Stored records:

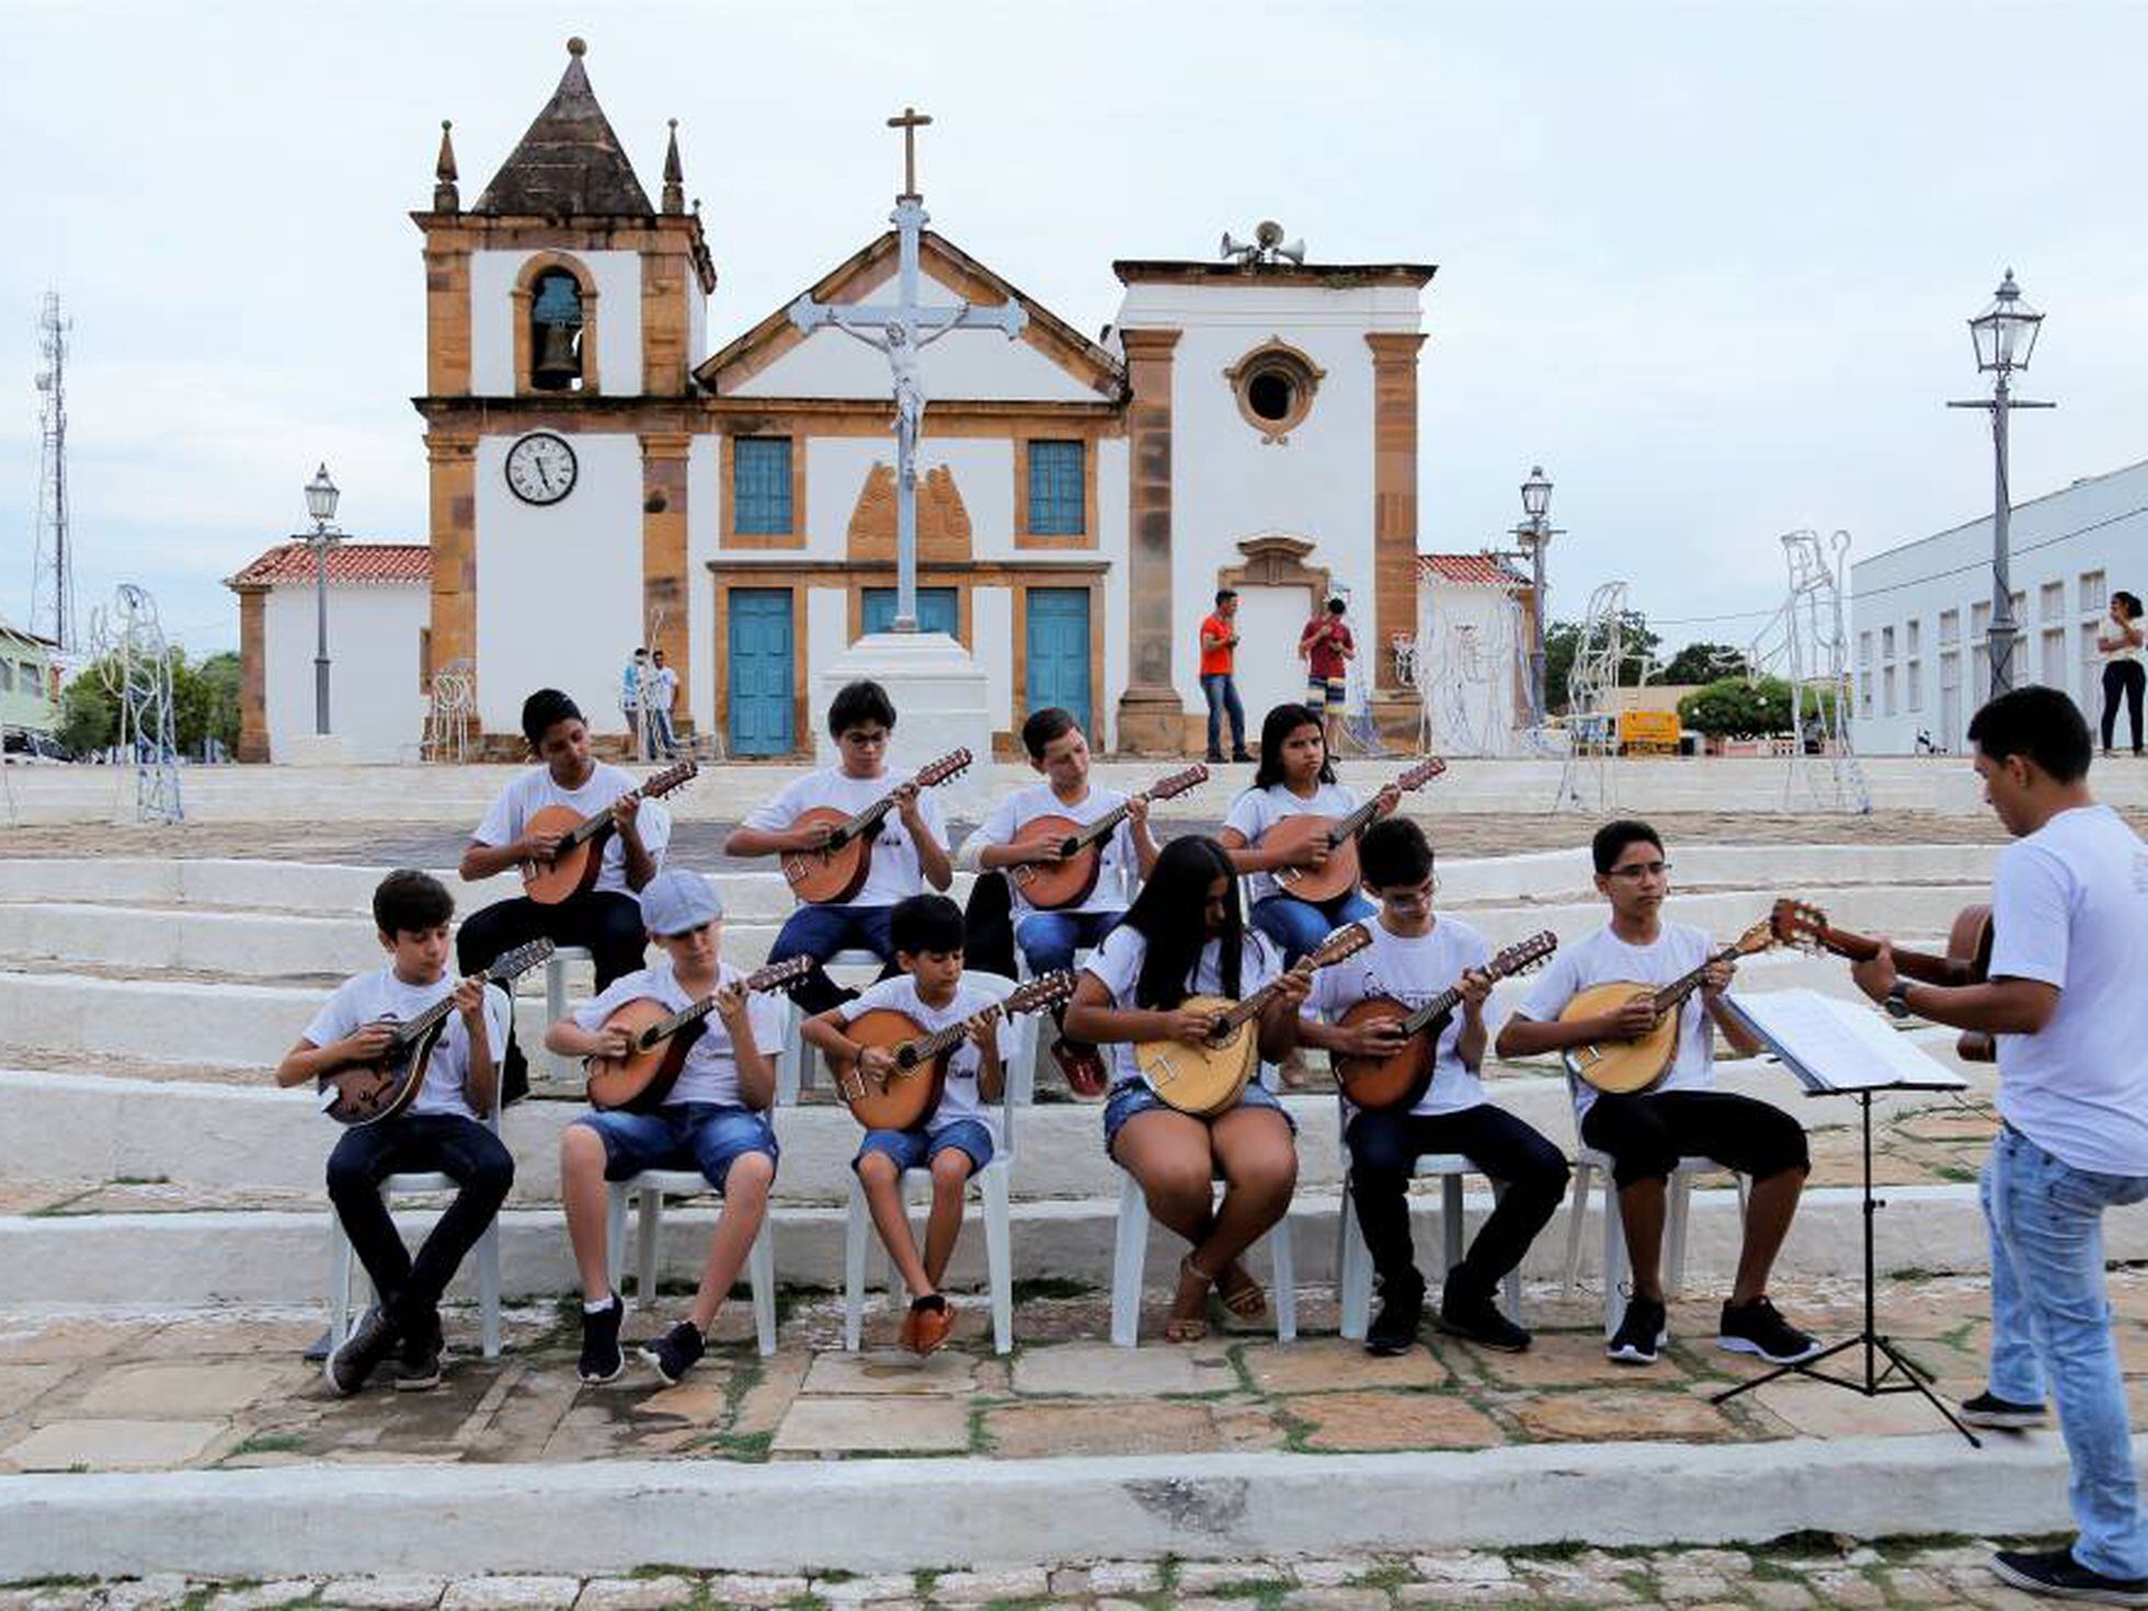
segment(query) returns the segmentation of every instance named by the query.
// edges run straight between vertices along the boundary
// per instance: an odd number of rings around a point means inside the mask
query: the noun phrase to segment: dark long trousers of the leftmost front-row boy
[[[380,1181],[425,1171],[447,1175],[462,1190],[412,1259],[380,1201]],[[430,1321],[513,1181],[513,1153],[492,1130],[460,1113],[417,1113],[359,1126],[346,1130],[329,1153],[335,1218],[344,1222],[380,1302],[406,1330]]]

What is expected: Where the line containing "query: the noun" appears in the records above, begin copying and continue through the last line; copy each line exactly and include no others.

Answer below:
query: the noun phrase to segment: dark long trousers of the leftmost front-row boy
[[[380,1181],[425,1171],[447,1175],[462,1190],[412,1259],[380,1201]],[[430,1321],[513,1181],[513,1153],[492,1130],[460,1113],[417,1113],[359,1126],[346,1130],[329,1153],[335,1218],[344,1222],[380,1302],[406,1330]]]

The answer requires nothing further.